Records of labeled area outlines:
+ + + +
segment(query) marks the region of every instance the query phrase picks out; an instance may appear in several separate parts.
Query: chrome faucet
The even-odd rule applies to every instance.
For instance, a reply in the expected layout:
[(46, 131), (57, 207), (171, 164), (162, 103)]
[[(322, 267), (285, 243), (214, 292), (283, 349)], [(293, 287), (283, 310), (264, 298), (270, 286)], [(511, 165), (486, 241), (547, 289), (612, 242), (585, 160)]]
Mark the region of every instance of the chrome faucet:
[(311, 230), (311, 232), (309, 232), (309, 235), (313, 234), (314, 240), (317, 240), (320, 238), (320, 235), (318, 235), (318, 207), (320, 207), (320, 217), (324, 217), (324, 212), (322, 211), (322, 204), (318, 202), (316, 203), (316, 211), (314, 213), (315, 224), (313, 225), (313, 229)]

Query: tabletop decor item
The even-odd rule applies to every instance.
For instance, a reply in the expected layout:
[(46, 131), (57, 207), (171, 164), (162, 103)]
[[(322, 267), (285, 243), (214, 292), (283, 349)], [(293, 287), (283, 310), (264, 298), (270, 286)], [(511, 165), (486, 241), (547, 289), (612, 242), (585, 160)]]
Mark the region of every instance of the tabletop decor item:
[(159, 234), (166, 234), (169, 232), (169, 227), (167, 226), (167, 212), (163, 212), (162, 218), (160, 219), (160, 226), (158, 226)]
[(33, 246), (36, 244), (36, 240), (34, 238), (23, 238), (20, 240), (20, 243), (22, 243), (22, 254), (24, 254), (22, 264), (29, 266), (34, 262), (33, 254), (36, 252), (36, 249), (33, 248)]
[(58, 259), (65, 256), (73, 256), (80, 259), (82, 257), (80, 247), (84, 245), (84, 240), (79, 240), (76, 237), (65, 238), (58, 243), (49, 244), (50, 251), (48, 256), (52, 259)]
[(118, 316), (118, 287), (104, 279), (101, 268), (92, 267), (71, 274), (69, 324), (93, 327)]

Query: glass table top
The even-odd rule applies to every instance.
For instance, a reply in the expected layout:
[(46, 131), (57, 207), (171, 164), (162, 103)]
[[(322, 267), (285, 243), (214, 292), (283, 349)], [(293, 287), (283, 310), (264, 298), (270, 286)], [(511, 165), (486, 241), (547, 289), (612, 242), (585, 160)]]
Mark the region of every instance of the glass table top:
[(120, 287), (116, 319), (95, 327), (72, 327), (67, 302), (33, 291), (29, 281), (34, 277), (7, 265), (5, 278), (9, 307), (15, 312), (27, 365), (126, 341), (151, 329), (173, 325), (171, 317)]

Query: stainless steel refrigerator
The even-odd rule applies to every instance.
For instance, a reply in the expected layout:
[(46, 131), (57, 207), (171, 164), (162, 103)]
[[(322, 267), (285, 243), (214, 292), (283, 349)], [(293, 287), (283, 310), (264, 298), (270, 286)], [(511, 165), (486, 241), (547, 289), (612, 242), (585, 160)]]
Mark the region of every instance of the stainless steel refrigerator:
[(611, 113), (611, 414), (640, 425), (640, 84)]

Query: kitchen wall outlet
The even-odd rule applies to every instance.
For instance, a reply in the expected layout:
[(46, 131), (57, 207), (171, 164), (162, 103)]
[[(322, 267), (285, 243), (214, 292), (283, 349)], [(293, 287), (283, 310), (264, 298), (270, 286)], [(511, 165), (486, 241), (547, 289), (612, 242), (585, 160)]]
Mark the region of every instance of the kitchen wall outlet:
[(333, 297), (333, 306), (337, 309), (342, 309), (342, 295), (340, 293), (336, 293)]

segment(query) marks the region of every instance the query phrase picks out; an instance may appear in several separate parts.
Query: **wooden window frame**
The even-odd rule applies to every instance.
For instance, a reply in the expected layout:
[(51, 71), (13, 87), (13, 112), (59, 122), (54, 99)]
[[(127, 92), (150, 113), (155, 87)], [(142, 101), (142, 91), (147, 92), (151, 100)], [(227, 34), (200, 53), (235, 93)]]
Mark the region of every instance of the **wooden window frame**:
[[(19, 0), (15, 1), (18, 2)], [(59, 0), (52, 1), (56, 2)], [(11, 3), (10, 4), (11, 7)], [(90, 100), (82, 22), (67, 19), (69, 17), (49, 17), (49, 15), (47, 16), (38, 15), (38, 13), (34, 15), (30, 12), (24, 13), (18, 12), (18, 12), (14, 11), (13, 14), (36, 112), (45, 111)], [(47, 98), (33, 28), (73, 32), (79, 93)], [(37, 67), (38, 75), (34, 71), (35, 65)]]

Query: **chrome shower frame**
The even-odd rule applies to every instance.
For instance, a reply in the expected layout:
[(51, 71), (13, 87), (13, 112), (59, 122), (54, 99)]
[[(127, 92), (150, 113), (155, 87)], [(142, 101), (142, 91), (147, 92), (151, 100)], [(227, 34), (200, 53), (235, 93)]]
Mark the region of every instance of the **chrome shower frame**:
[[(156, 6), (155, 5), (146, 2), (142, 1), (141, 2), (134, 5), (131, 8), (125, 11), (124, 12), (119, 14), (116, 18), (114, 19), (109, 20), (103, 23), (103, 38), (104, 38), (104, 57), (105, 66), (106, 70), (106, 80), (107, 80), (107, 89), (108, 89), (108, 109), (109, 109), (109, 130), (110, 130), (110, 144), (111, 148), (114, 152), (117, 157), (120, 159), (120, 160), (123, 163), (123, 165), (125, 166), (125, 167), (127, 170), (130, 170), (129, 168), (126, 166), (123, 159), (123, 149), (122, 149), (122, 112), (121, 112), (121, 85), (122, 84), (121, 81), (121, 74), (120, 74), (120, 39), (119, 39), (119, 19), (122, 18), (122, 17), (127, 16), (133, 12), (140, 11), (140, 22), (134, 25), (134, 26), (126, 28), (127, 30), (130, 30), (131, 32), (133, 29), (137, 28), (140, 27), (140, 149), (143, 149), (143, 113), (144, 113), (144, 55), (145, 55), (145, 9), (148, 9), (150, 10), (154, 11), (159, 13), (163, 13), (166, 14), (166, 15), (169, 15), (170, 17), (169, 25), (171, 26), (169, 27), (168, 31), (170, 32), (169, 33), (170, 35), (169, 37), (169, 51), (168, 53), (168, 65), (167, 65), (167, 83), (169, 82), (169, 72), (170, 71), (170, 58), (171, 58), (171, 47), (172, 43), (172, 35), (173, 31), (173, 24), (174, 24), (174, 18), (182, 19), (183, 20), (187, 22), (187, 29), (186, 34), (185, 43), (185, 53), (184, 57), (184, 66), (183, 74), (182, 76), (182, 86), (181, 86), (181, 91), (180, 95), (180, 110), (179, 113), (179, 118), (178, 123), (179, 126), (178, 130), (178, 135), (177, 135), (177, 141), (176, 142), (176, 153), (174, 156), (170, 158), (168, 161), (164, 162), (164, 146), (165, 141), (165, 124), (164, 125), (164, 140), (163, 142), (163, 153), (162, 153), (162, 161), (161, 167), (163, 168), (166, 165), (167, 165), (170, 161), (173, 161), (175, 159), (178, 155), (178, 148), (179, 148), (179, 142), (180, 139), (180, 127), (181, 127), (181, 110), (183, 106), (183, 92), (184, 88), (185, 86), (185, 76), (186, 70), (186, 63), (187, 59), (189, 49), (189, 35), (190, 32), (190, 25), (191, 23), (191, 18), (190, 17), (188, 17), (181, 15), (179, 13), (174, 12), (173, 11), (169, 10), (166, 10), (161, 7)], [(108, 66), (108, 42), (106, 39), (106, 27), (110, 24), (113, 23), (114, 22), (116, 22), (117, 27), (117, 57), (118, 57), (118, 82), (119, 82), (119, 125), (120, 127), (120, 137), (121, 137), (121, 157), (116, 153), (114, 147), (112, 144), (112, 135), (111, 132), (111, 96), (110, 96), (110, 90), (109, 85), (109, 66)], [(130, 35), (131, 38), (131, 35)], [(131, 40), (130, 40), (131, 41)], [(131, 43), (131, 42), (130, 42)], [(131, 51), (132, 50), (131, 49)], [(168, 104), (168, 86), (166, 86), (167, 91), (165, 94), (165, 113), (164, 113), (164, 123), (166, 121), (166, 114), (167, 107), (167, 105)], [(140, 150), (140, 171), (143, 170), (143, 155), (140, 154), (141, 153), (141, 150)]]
+ + + +
*INSTRUCTIONS FOR THE TASK:* Rewrite the records from the start through the line containing "225), (313, 229)]", including both ends and keeping the requests, scaling every coordinate in the answers by 2.4 and rounding to whole numbers with halves rounded up. The numbers in the requests and in their sample replies stay unchanged.

*EXERCISE RESPONSE:*
segment(query) marks the region of every instance the query phrase picks out; an instance may appear in several separate parts.
Query: chrome faucet
The even-odd rule applies to every instance.
For instance, a reply in the expected layout:
[(46, 131), (57, 207), (171, 164), (162, 103)]
[[(322, 267), (285, 243), (214, 292), (283, 349)], [(293, 287), (283, 310), (264, 298), (270, 286)], [(511, 165), (486, 241), (547, 289), (612, 242), (585, 160)]]
Mark the region of every instance of the chrome faucet:
[(746, 552), (746, 557), (742, 557), (742, 564), (751, 562), (754, 576), (761, 576), (768, 571), (768, 564), (763, 564), (763, 497), (768, 497), (768, 521), (778, 521), (778, 509), (773, 506), (773, 490), (763, 485), (758, 487), (758, 506), (754, 511), (756, 538), (751, 540), (751, 550)]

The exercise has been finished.